Otras visitas me demostraron que en el frente occidental se trataba a veces de llegar a acuerdos con el enemigo respecto a temas puntuales. Cerca de Arnheim encontré enfurecido a Bittrich, general de las Waffen-SS; su II Cuerpo Acorazado había tenido la víspera un encuentro con la División Aerotransportada británica. Durante la lucha, el general había establecido con los ingleses un acuerdo que los autorizaba a gestionar un hospital de campaña situado tras las líneas alemanas. Funcionarios del Partido habían dado muerte a los pilotos ingleses y americanos, por lo que los esfuerzos de Bittrich quedaban desautorizados. Los duros reproches que oí aquel día contra el Partido resultaban muy sorprendentes porque procedían de un general de las SS.

También el coronel Engel, antiguo asistente de Hitler para el Ejército de Tierra que ahora mandaba la 12ª División de Infantería en Duren, había establecido por propia iniciativa un acuerdo con el enemigo para retirar a los heridos durante las treguas. No era aconsejable hablar de estos acuerdos en el cuartel general, pues era bien sabido que Hitler los consideraba prueba de debilidad. Todos lo habíamos oído hablar en tono sarcástico de la supuesta caballerosidad de los oficiales prusianos. Por el contrario, según él, la dureza e implacabilidad con que ambos bandos luchaban en el Este acrecentaban el espíritu de resistencia del soldado, al no dar cabida a cuestiones humanitarias.

Recuerdo un solo caso en el que Hitler consintió, aunque contra su voluntad, en llegar a un acuerdo con el enemigo. A fines de otoño de 1944, la flota británica dejó incomunicadas a las tropas alemanas que se encontraban en las islas griegas. A pesar de la absoluta superioridad naval de los ingleses, las unidades alemanas pudieron ser transportadas sin contratiempos a tierra firme y algunas de ellas cruzaron ante la vista de los navíos ingleses. En compensación, los alemanes habían accedido a emplear aquellas tropas para defender Salónica de los rusos hasta que pudieran tomarla los ingleses. Cuando terminó la operación, que había sido propuesta por Jodl, Hitler declaró: —No volveremos a prestarnos a nada semejante.

> _CONJUNTO DE FILAS_:
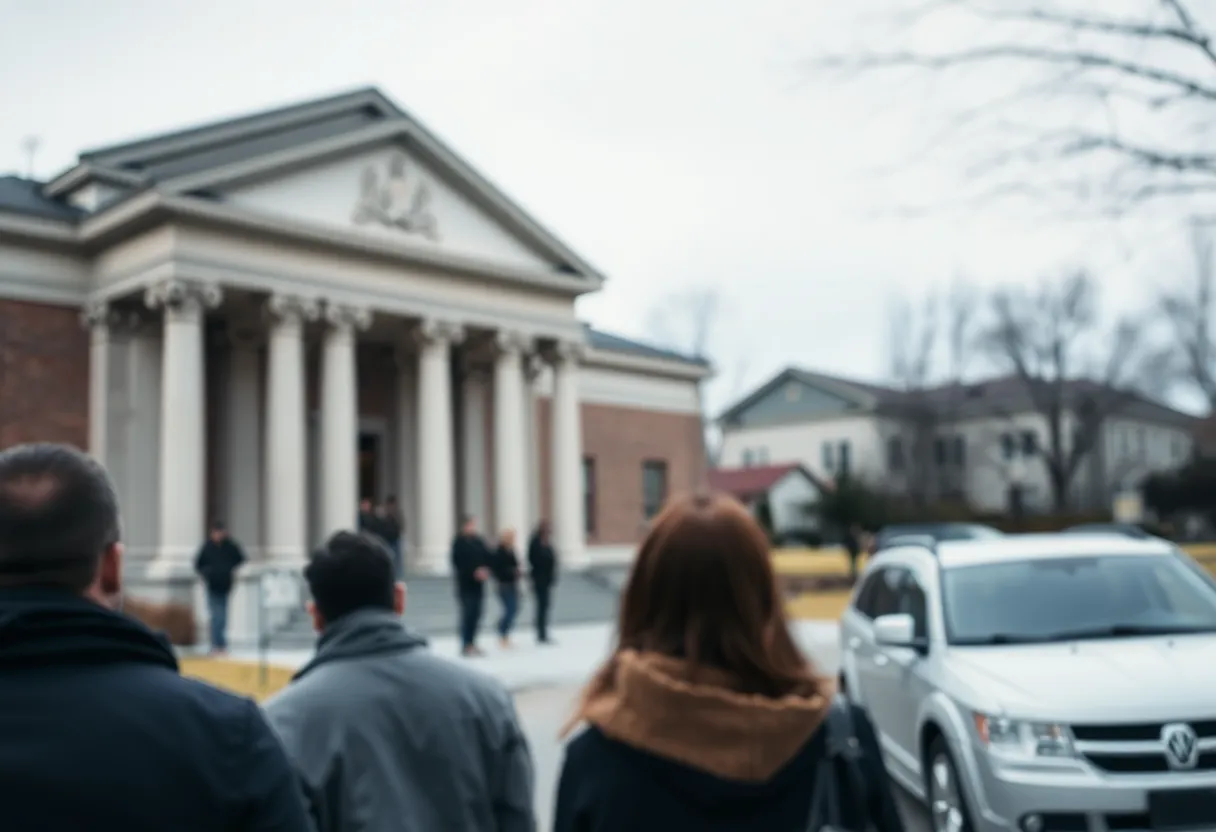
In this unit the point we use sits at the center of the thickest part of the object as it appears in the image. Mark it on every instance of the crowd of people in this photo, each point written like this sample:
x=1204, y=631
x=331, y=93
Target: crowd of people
x=704, y=717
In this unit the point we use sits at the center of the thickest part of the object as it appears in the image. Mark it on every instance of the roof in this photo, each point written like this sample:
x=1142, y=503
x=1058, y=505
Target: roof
x=1023, y=546
x=613, y=343
x=747, y=483
x=957, y=400
x=24, y=196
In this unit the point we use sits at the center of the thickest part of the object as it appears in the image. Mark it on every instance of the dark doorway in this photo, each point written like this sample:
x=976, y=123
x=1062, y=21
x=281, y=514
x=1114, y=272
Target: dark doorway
x=369, y=466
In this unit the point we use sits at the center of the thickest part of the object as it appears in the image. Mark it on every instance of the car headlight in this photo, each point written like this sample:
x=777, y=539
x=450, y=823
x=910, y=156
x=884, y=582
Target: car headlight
x=1023, y=738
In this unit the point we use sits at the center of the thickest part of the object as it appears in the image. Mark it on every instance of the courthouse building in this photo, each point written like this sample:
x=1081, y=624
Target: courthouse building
x=291, y=310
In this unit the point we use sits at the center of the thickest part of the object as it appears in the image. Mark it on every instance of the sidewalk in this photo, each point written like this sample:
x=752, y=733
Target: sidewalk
x=578, y=651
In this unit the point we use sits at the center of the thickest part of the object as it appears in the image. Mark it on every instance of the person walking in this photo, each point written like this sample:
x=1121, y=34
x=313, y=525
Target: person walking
x=99, y=729
x=217, y=563
x=506, y=574
x=707, y=715
x=471, y=562
x=383, y=732
x=542, y=572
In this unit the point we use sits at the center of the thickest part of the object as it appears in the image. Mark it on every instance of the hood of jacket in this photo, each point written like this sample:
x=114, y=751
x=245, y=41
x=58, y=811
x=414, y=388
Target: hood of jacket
x=44, y=627
x=360, y=634
x=698, y=718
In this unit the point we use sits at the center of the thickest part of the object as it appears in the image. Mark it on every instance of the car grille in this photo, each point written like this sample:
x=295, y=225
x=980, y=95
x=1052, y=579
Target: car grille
x=1137, y=748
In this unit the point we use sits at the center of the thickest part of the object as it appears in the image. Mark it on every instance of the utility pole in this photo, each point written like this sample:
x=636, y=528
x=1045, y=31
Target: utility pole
x=31, y=144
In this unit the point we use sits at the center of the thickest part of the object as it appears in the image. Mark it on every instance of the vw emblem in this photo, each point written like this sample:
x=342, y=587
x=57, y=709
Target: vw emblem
x=1181, y=746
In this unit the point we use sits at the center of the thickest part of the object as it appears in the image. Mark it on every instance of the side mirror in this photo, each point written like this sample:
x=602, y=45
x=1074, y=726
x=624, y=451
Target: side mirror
x=898, y=630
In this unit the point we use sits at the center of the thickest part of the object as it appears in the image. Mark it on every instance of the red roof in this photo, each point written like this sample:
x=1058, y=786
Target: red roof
x=746, y=483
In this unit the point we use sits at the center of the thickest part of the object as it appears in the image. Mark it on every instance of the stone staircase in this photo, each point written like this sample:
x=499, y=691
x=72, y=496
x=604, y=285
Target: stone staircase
x=584, y=597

> _QUÉ SE ESPERA_:
En el texto sobre los acuerdos con el enemigo, ¿qué división mandaba el coronel Engel y en qué lugar? Las filas no tienen ningún papel en esto.

> _RESPUESTA DEL EJERCICIO_:
Mandaba la 12ª División de Infantería en Duren.